SOAL TUGAS
Sajikan sebagai daftar bernomor baris-baris listing, mulai dari baris yang memuat "detect stone garden" sampai baris terakhir listing, keduanya termasuk. Baris kosong tidak perlu disertakan.
----
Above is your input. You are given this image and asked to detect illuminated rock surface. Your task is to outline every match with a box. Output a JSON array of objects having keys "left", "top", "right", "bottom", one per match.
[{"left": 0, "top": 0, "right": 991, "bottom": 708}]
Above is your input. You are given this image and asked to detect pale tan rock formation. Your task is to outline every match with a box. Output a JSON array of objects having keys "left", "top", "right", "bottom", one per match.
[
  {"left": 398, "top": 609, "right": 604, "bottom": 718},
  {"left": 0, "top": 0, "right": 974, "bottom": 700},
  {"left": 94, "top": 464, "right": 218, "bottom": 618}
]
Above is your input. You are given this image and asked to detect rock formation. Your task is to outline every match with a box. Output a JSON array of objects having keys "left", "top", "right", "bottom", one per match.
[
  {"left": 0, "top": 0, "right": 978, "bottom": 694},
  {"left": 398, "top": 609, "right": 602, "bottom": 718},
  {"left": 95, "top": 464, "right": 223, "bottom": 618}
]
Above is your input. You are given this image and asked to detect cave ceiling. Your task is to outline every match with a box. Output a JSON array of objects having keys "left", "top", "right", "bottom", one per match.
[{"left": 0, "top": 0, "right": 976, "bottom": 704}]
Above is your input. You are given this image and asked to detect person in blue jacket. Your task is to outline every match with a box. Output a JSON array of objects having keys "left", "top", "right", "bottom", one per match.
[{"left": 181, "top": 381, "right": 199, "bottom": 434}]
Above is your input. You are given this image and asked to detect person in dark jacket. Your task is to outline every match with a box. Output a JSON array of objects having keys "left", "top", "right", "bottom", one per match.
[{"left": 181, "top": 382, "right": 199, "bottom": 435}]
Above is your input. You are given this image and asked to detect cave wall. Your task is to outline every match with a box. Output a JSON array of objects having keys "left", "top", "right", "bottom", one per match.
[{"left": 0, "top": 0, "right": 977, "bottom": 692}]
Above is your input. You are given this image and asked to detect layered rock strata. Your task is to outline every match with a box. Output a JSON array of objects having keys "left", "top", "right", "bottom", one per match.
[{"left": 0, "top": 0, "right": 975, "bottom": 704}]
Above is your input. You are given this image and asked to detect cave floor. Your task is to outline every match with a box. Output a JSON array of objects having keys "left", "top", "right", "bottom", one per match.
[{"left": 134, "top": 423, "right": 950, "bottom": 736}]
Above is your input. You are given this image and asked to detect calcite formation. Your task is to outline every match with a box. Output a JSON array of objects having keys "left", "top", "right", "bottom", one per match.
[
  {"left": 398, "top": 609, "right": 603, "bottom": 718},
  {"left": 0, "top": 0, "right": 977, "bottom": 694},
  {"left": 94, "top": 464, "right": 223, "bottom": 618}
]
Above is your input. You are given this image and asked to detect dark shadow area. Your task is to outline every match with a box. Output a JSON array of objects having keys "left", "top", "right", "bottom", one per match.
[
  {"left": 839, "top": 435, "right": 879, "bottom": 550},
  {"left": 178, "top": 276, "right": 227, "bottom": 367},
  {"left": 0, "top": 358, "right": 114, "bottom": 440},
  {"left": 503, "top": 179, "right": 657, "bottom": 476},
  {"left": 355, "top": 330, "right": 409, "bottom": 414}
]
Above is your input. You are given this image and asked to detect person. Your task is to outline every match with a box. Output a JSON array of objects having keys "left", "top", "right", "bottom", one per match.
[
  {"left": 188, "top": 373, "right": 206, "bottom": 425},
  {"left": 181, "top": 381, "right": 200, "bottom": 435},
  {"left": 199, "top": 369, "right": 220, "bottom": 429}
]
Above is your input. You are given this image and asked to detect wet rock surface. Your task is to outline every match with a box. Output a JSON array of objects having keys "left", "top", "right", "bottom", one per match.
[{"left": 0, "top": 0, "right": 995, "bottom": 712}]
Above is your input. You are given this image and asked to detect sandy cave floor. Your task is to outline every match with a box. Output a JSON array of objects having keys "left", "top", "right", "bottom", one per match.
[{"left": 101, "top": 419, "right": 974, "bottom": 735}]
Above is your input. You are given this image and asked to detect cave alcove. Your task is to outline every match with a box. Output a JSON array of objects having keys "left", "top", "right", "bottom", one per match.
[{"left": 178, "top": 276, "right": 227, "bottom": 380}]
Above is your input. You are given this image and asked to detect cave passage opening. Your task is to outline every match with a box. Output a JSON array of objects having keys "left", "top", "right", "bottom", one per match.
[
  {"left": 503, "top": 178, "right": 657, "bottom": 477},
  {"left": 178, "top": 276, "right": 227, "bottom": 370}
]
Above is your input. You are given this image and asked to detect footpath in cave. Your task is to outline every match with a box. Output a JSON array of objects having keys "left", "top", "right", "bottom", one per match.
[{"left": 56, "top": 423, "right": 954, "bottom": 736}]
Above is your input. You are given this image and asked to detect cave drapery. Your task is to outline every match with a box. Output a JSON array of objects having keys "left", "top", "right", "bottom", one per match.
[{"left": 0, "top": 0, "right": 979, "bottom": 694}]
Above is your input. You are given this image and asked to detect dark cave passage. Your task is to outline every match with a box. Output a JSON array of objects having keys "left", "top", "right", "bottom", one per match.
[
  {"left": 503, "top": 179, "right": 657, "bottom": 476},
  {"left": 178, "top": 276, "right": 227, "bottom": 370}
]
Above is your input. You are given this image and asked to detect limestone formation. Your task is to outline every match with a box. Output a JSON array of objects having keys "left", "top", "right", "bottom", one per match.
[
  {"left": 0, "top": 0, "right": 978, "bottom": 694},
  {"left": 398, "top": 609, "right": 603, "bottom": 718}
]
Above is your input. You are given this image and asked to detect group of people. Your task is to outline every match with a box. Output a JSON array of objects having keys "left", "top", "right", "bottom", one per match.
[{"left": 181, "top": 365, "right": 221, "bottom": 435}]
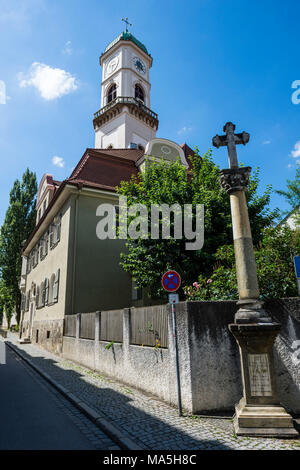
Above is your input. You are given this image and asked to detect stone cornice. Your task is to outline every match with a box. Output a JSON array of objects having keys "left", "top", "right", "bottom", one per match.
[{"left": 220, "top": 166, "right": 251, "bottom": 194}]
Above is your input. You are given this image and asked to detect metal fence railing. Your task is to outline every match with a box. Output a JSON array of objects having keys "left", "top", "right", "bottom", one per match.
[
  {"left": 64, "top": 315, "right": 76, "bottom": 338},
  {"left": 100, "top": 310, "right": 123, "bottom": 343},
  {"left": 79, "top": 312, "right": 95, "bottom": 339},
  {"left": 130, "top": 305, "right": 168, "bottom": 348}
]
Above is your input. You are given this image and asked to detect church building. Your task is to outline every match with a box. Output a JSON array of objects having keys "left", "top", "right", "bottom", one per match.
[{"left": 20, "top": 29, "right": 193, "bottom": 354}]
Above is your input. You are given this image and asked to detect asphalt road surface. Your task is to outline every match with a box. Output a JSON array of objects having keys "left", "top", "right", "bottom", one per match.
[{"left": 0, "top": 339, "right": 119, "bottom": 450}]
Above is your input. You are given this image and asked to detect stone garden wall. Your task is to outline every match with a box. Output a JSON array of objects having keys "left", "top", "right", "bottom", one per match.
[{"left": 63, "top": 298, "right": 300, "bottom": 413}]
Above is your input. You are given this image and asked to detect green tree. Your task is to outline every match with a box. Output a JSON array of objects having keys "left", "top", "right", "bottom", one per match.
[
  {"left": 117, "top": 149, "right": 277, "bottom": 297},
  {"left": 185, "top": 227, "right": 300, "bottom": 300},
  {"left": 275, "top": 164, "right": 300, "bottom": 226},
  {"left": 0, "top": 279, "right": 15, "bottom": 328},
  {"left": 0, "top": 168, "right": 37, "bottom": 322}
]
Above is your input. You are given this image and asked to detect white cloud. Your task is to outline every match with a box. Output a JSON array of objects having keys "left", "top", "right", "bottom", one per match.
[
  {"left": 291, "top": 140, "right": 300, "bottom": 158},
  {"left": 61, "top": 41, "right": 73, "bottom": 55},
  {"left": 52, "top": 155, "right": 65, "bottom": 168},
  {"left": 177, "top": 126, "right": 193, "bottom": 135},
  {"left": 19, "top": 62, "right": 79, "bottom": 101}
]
----
PEMBAHASAN SOAL
1. Above is your input. You are given this image and asked to detect stone garden wall. Your task is to outline every match with a box. Output a JSON array of objects having keys "left", "top", "right", "bottom", one per match.
2. [{"left": 63, "top": 298, "right": 300, "bottom": 413}]
3. Above is your input. You are given this image and asked to detect green tree. Your task is to outline every match with a box. Output a JSON array of objects having keys "left", "top", "right", "bottom", one per match.
4. [
5.   {"left": 117, "top": 149, "right": 277, "bottom": 297},
6.   {"left": 185, "top": 227, "right": 300, "bottom": 300},
7.   {"left": 275, "top": 164, "right": 300, "bottom": 226},
8.   {"left": 0, "top": 279, "right": 15, "bottom": 328},
9.   {"left": 0, "top": 168, "right": 37, "bottom": 322}
10. ]
11. Above is your input. You are given this image and asked to detect white cloud. Your task is to outline every match with a box. Output a JSON array of objects having keys "left", "top", "right", "bottom", one per match.
12. [
13.   {"left": 291, "top": 140, "right": 300, "bottom": 158},
14.   {"left": 61, "top": 41, "right": 73, "bottom": 55},
15.   {"left": 52, "top": 155, "right": 65, "bottom": 168},
16.   {"left": 177, "top": 126, "right": 193, "bottom": 135},
17.   {"left": 19, "top": 62, "right": 79, "bottom": 101}
18. ]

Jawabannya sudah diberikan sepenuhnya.